[Provided records]
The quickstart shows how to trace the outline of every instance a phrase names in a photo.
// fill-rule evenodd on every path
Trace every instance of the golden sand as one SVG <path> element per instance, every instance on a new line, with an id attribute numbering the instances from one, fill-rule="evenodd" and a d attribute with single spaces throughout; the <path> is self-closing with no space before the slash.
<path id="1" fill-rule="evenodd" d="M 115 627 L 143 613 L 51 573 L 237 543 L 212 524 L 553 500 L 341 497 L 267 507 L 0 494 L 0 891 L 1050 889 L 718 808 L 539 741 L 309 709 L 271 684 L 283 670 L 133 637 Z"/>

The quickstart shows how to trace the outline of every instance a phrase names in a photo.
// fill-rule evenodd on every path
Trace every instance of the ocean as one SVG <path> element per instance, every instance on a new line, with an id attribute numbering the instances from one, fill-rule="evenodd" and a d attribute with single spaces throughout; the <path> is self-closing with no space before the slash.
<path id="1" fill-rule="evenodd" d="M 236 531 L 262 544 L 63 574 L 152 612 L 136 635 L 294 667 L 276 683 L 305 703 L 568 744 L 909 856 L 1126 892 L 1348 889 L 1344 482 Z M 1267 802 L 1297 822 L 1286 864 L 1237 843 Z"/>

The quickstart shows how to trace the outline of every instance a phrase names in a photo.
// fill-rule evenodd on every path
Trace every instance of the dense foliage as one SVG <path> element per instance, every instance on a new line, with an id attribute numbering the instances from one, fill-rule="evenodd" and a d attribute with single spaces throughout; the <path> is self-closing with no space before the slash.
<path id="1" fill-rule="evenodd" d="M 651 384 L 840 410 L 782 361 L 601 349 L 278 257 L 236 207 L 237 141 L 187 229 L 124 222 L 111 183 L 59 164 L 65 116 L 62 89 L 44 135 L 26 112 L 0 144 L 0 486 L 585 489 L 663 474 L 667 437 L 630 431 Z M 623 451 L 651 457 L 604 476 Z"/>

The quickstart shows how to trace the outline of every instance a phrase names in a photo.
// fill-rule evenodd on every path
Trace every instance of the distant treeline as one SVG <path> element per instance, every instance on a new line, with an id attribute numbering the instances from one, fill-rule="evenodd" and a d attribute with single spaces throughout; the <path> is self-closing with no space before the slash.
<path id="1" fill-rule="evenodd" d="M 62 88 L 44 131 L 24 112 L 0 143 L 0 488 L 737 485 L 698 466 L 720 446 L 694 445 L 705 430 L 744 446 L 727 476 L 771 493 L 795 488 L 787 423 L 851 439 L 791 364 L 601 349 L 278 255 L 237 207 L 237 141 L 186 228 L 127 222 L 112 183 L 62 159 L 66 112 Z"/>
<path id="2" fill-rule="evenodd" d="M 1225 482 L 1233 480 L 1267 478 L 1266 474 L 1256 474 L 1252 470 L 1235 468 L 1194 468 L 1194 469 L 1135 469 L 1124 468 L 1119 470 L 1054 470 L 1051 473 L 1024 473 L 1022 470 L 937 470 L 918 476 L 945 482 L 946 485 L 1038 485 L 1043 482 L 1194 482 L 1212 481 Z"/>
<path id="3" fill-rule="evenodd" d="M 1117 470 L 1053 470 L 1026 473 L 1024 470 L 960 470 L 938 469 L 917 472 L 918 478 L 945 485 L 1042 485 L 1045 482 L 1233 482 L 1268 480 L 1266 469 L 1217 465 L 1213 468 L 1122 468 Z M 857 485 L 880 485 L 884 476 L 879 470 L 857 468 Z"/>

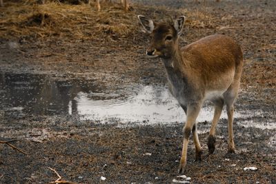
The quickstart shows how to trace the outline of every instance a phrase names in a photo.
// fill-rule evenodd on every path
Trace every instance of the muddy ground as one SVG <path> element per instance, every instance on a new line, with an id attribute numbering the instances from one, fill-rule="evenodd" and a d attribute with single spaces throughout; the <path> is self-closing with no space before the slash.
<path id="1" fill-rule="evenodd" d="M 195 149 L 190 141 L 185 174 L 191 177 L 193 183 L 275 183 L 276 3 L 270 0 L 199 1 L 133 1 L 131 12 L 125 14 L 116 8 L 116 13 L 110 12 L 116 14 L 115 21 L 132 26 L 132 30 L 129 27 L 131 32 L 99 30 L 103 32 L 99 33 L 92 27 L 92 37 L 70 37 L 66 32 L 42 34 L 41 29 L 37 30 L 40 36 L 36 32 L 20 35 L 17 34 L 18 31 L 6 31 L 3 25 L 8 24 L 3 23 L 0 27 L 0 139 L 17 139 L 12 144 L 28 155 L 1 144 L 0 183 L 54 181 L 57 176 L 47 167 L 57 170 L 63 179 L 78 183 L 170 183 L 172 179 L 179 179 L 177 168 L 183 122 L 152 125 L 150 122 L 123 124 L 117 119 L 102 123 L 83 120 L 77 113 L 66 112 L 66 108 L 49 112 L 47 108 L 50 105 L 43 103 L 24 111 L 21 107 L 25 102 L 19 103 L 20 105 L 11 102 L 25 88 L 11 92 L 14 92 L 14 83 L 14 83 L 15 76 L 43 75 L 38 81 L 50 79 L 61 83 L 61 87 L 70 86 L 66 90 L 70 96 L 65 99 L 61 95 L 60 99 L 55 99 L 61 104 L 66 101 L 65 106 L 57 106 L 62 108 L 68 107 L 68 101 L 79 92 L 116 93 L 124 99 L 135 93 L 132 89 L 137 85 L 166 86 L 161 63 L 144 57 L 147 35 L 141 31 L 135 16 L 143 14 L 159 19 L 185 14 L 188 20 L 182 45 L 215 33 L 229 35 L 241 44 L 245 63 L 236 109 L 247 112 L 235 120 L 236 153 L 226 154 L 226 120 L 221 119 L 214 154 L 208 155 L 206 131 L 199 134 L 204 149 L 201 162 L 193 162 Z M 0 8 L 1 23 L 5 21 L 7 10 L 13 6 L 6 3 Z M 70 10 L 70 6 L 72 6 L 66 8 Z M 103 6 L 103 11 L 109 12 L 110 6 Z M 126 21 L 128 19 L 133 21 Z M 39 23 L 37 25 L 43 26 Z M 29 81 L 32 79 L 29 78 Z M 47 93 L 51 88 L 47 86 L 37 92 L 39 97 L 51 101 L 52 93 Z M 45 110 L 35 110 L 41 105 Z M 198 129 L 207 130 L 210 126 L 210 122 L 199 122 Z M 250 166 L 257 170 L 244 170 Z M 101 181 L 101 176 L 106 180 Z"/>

[Problem to solve] Reproduce the listing above line for line, without altering anything, and omit the pictures.

[Exercise solution]
The quickstart shows how to trace the outline of every instance a phrase names in a photo.
// fill-rule evenodd on every path
Trace every instance of the golden sand as one SVG <path> element per instance, every instance on a new line, with an id attribute numbering the instances from one, fill-rule="evenodd" and a d attribute with single spaces throughout; the <path> is self-closing with no space before the slash.
<path id="1" fill-rule="evenodd" d="M 115 627 L 143 613 L 51 573 L 237 543 L 212 524 L 553 500 L 341 497 L 267 507 L 0 494 L 0 891 L 1050 889 L 718 808 L 539 741 L 309 709 L 271 684 L 283 670 L 133 637 Z"/>

The quickstart shows how to trace the outline of every instance a phrase names in a photo.
// fill-rule evenodd on every path
Trace every instance of the ocean as one SVG <path> element per instance, every instance on a new line, with an id attribute numbering the instances from one, fill-rule="evenodd" and a d attribute with single spaces throughout; the <path> is self-closing with no space before the slash.
<path id="1" fill-rule="evenodd" d="M 236 531 L 262 544 L 63 574 L 152 612 L 136 635 L 294 667 L 276 683 L 305 703 L 568 744 L 909 856 L 1126 892 L 1348 889 L 1344 482 Z M 1267 802 L 1297 822 L 1286 864 L 1237 843 Z"/>

The quickstart shows how to trace the outline of every instance a phrase names in a photo.
// fill-rule evenodd on every path
Trace every instance of the dense foliage as one SVG <path> element per instance, every instance on a new line, with an id attribute numbering the instances from one, fill-rule="evenodd" and a d attribute with single spaces throughout; the <path> is self-closing with no space before the slash.
<path id="1" fill-rule="evenodd" d="M 651 384 L 840 410 L 782 361 L 601 349 L 278 257 L 236 207 L 237 141 L 187 229 L 124 222 L 111 183 L 59 164 L 65 116 L 62 89 L 44 135 L 26 112 L 0 144 L 0 486 L 585 489 L 663 474 L 667 437 L 630 431 Z M 623 451 L 651 457 L 604 476 Z"/>

The quickstart shows how to trace the outline of every instance a phrase names in a photo.
// fill-rule evenodd on every path
Trace every instance of the distant treeline as one SVG <path> element per instance, every instance on a new line, with an id attribute numbering the instances from one, fill-rule="evenodd" and a d attribute with single spaces throughout; the <path> is self-closing with no space before the slash.
<path id="1" fill-rule="evenodd" d="M 62 88 L 44 131 L 24 112 L 0 143 L 0 488 L 737 485 L 698 466 L 720 446 L 694 445 L 705 430 L 744 446 L 727 476 L 771 493 L 795 488 L 787 423 L 851 439 L 791 364 L 601 349 L 278 255 L 237 207 L 237 141 L 186 228 L 127 222 L 112 183 L 62 159 L 66 112 Z"/>
<path id="2" fill-rule="evenodd" d="M 1225 482 L 1233 480 L 1267 478 L 1266 474 L 1256 474 L 1252 470 L 1235 468 L 1194 468 L 1194 469 L 1135 469 L 1124 468 L 1119 470 L 1054 470 L 1051 473 L 1024 473 L 1022 470 L 937 470 L 918 476 L 945 482 L 946 485 L 1038 485 L 1043 482 L 1194 482 L 1212 481 Z"/>
<path id="3" fill-rule="evenodd" d="M 1117 470 L 1053 470 L 1026 473 L 1024 470 L 960 470 L 938 469 L 917 472 L 918 478 L 945 485 L 1042 485 L 1045 482 L 1233 482 L 1268 480 L 1266 469 L 1217 465 L 1213 468 L 1122 468 Z M 857 485 L 880 485 L 884 476 L 879 470 L 857 468 Z"/>

The quickstart shows how to trace the outline of every instance a phrase names in a photo.
// fill-rule evenodd on every path
Trace every instance of the muddy ground as one SVG <path> element per instance, every instance on a new line, with an id attribute numbering the instances from one, fill-rule="evenodd" and a d attribute with single spaces throughout; the <path> is self-closing with no space before the slash.
<path id="1" fill-rule="evenodd" d="M 195 149 L 190 141 L 185 174 L 191 177 L 193 183 L 275 183 L 276 3 L 270 0 L 199 1 L 133 1 L 131 12 L 125 14 L 116 8 L 116 13 L 110 12 L 116 14 L 115 21 L 132 26 L 132 30 L 129 27 L 131 32 L 99 30 L 103 32 L 99 33 L 92 27 L 92 37 L 70 37 L 66 32 L 42 34 L 41 29 L 37 30 L 40 36 L 36 32 L 20 35 L 17 34 L 18 31 L 6 31 L 3 25 L 8 24 L 3 23 L 0 27 L 0 139 L 17 139 L 12 144 L 28 155 L 1 144 L 0 183 L 54 181 L 57 176 L 47 167 L 57 170 L 63 179 L 78 183 L 170 183 L 172 179 L 179 179 L 177 168 L 183 122 L 152 125 L 150 122 L 123 124 L 117 119 L 102 123 L 83 120 L 77 113 L 66 112 L 66 108 L 49 112 L 47 108 L 50 105 L 43 103 L 24 111 L 21 107 L 25 102 L 19 103 L 20 105 L 11 102 L 25 88 L 11 92 L 14 92 L 14 83 L 14 83 L 15 76 L 43 75 L 38 81 L 50 79 L 61 83 L 61 87 L 70 86 L 66 90 L 70 96 L 65 99 L 61 95 L 60 99 L 55 99 L 61 104 L 66 101 L 65 106 L 57 106 L 62 108 L 68 107 L 68 101 L 79 92 L 116 93 L 124 99 L 135 93 L 132 89 L 137 85 L 166 86 L 161 63 L 144 57 L 147 35 L 141 31 L 135 16 L 143 14 L 159 19 L 185 14 L 188 20 L 182 45 L 215 33 L 229 35 L 241 44 L 245 63 L 236 109 L 247 112 L 235 120 L 236 153 L 226 154 L 226 120 L 221 119 L 214 154 L 208 155 L 206 131 L 199 134 L 204 149 L 201 162 L 193 162 Z M 0 8 L 1 23 L 5 21 L 7 10 L 13 6 L 6 3 Z M 70 10 L 70 6 L 72 6 L 66 8 Z M 103 6 L 103 11 L 109 12 L 110 6 Z M 126 21 L 128 19 L 133 21 Z M 39 23 L 37 25 L 43 26 Z M 29 81 L 32 79 L 29 78 Z M 47 93 L 51 88 L 47 86 L 37 92 L 39 97 L 51 101 L 52 93 Z M 45 110 L 35 110 L 41 105 Z M 198 129 L 207 130 L 210 126 L 210 122 L 199 122 Z M 250 166 L 257 170 L 244 170 Z M 101 181 L 101 176 L 106 180 Z"/>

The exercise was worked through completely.